--- Trecho do documento ---
<<<<
Por Rudolf Rocker
A atual ordem social, também chamada de ordem capitalista, é fundada na escravidão econômica, política e social dos trabalhadores e encontra sua expressão essencial nos chamados “direitos de propriedade”, no monopólio da propriedade, por um lado, e no Estado, ou seja, o monopólio do poder, por outro.
Como a terra e os outros meios de produção são monopolizados nas mãos de pequenos grupos sociais privilegiados, as classes produtoras são forçadas a vender suas habilidades mentais e físicas aos proprietários para sobreviver. Como resultado, elas têm que abrir mão de uma parte significativa de seu produto do trabalho para os capitalistas monopolistas. Tendo sido forçados dessa forma à posição de escravos assalariados privados de direitos, eles não têm influência alguma no curso e na organização da produção, que é deixada inteiramente aos direitos de autodeterminação do capitalista.
>>>>
--- Tarefa proposta 1 ---
Para cada afirmação, diga se ela está de acordo com o trecho sobre a ordem capitalista e responda sim ou não, citando fielmente as palavras do trecho que decidem a questão. (a) A ordem capitalista tem sua expressão essencial no monopólio da propriedade e no Estado. (b) Os trabalhadores têm influência na organização da produção. (c) Os meios de produção estão monopolizados nas mãos de grandes grupos sociais.
--- Tarefa proposta 2 ---
Retome o trecho sobre a ordem capitalista e escreva sua continuação, começando logo depois da última frase.
Os itens não são necessários para nada aqui.

--- Itens brutos ---
<<<<
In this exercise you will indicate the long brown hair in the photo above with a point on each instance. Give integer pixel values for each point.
>>>>
<<<<
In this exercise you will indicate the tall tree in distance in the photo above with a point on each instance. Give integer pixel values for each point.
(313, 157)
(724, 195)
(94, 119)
>>>>
--- Resultado da tarefa 1 ---
(a) Sim: “no monopólio da propriedade, por um lado, e no Estado, ou seja, o monopólio do poder, por outro”.
(b) Não: “eles não têm influência alguma no curso e na organização da produção”.
(c) Não: “monopolizados nas mãos de pequenos grupos sociais privilegiados”.

--- Resultado da tarefa 2 ---
É, portanto, totalmente natural que a base para a produção atual de bens não seja determinada pelas necessidades das pessoas, mas antes de tudo pela condição do lucro do empreendedor. Uma vez que, no entanto, o mesmo sistema também fundamenta a troca e distribuição de produtos, as mesmas consequências surgem nesta área também, e encontram sua expressão na exploração implacável das massas em benefício de uma pequena minoria de proprietários. Se roubar o produtor é o propósito mais ou menos oculto da produção capitalista, o propósito real do sistema capitalista é fraudar o consumidor.
Sob o sistema do capitalismo, toda e qualquer realização da ciência e o progresso do pensamento são subordinados ao monopolista. Cada novo desenvolvimento na área de tecnologia, química etc. contribui para o aumento imensurável nas riquezas da classe proprietária, em contraste macabro com a miséria social de vastos segmentos da sociedade, bem como com a insegurança econômica contínua das classes produtoras.
À medida que diferentes grupos nacionais de capitalistas lutam pela dominação dos mercados, esse conflito sem fim cria a causa perpétua de crises internas e externas, que são periodicamente descarregadas em guerras devastadoras, cujas consequências terríveis, por sua vez, têm de ser suportadas quase exclusivamente pelas camadas mais baixas da sociedade.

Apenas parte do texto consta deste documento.